**WHAT YOU NEED TO DO:** Edit these lines so that "expected form" becomes "required format" everywhere it appears, keeping everything else the same.

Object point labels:

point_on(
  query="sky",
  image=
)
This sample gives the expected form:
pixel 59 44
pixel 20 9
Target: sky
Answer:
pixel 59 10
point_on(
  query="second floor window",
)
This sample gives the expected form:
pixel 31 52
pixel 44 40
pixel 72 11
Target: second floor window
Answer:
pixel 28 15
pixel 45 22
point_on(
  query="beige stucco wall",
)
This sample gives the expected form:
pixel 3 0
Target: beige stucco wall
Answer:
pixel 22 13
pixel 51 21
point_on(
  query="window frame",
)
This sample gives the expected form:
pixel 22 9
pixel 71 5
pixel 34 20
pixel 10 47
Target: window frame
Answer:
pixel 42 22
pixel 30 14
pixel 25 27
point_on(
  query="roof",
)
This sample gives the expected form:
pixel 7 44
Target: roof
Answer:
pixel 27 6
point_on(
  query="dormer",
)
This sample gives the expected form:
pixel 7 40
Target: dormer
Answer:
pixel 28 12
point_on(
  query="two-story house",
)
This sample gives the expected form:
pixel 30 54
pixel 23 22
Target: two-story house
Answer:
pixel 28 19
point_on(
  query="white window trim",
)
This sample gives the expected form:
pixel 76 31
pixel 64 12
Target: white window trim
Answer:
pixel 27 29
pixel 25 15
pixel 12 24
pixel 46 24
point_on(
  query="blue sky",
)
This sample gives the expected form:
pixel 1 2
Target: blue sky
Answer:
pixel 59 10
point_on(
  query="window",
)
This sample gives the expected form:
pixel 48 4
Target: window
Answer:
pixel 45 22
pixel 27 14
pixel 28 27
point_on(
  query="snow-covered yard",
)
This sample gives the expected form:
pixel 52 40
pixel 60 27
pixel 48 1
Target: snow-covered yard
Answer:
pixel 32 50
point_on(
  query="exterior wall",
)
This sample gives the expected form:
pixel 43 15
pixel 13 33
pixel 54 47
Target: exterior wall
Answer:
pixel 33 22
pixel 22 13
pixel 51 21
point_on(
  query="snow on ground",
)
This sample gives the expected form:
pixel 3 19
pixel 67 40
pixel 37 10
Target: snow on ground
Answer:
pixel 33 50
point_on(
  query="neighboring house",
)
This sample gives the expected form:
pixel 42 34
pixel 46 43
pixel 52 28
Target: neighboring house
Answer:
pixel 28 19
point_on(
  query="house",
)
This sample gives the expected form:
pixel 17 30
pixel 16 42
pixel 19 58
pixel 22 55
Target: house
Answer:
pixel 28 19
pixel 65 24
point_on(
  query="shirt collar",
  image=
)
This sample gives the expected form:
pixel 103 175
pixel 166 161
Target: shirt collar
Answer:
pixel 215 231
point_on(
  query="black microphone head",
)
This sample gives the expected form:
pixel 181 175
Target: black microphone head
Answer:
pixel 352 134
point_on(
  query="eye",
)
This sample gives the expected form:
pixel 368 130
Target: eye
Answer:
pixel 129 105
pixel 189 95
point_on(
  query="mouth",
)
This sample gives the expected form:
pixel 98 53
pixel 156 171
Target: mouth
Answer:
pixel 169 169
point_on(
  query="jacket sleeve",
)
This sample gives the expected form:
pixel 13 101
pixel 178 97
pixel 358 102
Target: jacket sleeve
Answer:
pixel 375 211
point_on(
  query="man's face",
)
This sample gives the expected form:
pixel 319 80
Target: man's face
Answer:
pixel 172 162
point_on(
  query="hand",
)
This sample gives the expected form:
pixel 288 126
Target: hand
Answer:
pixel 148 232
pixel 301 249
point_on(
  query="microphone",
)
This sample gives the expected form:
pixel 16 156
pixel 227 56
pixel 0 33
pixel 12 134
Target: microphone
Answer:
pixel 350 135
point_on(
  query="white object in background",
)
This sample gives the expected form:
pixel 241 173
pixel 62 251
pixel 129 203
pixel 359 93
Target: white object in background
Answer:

**SOLUTION TO THIS EXERCISE:**
point_on(
  query="sky",
  image=
)
This sample gives the required format:
pixel 59 44
pixel 20 9
Target: sky
Answer:
pixel 59 10
point_on(
  query="second floor window",
)
This sample gives the required format:
pixel 31 52
pixel 44 40
pixel 72 11
Target: second floor window
Answer:
pixel 28 15
pixel 45 22
point_on(
  query="beige stucco wall",
)
This sample gives the required format:
pixel 3 0
Target: beige stucco wall
Answer:
pixel 22 13
pixel 51 21
point_on(
  query="window frame",
)
This sample gives the required format:
pixel 22 9
pixel 71 5
pixel 34 20
pixel 10 47
Target: window frame
Answer:
pixel 42 22
pixel 30 14
pixel 25 27
point_on(
  query="roof",
)
This sample gives the required format:
pixel 7 44
Target: roof
Answer:
pixel 27 6
point_on(
  query="dormer",
)
This sample gives the required format:
pixel 7 40
Target: dormer
Answer:
pixel 28 12
point_on(
  query="two-story house",
)
This sample gives the required format:
pixel 30 54
pixel 23 22
Target: two-story house
Answer:
pixel 28 19
point_on(
  query="white window trim",
)
This sample gives the required format:
pixel 76 31
pixel 64 12
Target: white window trim
Answer:
pixel 27 29
pixel 25 15
pixel 12 24
pixel 46 24
point_on(
  query="blue sky",
)
This sample gives the required format:
pixel 1 2
Target: blue sky
Answer:
pixel 59 10
point_on(
  query="window",
)
This sample gives the required format:
pixel 48 4
Target: window
Answer:
pixel 45 22
pixel 27 14
pixel 28 27
point_on(
  query="snow-covered yard",
)
This sample gives the required format:
pixel 52 40
pixel 60 27
pixel 48 1
Target: snow-covered yard
Answer:
pixel 32 50
point_on(
  query="exterior wall",
)
This sample gives the required format:
pixel 43 15
pixel 13 33
pixel 54 47
Target: exterior wall
Answer:
pixel 33 22
pixel 22 13
pixel 51 21
point_on(
  query="snow on ground",
)
This sample gives the required format:
pixel 3 19
pixel 67 40
pixel 37 10
Target: snow on ground
Answer:
pixel 33 50
point_on(
  query="neighboring house",
)
This sample gives the required format:
pixel 42 34
pixel 46 43
pixel 52 28
Target: neighboring house
Answer:
pixel 28 19
point_on(
  query="house",
)
This sample gives the required format:
pixel 17 30
pixel 16 42
pixel 19 58
pixel 22 55
Target: house
Answer:
pixel 28 19
pixel 65 24
point_on(
  query="shirt collar",
  image=
)
This sample gives the required format:
pixel 103 175
pixel 166 161
Target: shirt collar
Answer:
pixel 215 231
point_on(
  query="black microphone head",
)
This sample gives the required format:
pixel 181 175
Target: black microphone head
Answer:
pixel 352 134
point_on(
  query="eye",
)
This sample gives the required format:
pixel 368 130
Target: eye
Answer:
pixel 129 105
pixel 189 95
point_on(
  query="mouth",
)
This sample gives the required format:
pixel 98 53
pixel 156 171
Target: mouth
Answer:
pixel 169 169
point_on(
  query="jacket sleeve",
)
This sample gives the required format:
pixel 13 101
pixel 178 97
pixel 358 102
Target: jacket sleeve
Answer:
pixel 375 211
point_on(
  query="man's face",
)
This sample gives the required format:
pixel 319 80
Target: man's face
Answer:
pixel 172 162
point_on(
  query="hand",
)
This sample gives the required format:
pixel 288 126
Target: hand
Answer:
pixel 148 232
pixel 301 249
point_on(
  query="microphone",
)
This sample gives the required format:
pixel 16 156
pixel 227 56
pixel 0 33
pixel 12 134
Target: microphone
Answer:
pixel 350 135
point_on(
  query="white object in background",
)
This sample gives the required format:
pixel 241 173
pixel 62 251
pixel 129 203
pixel 359 93
Target: white object in background
Answer:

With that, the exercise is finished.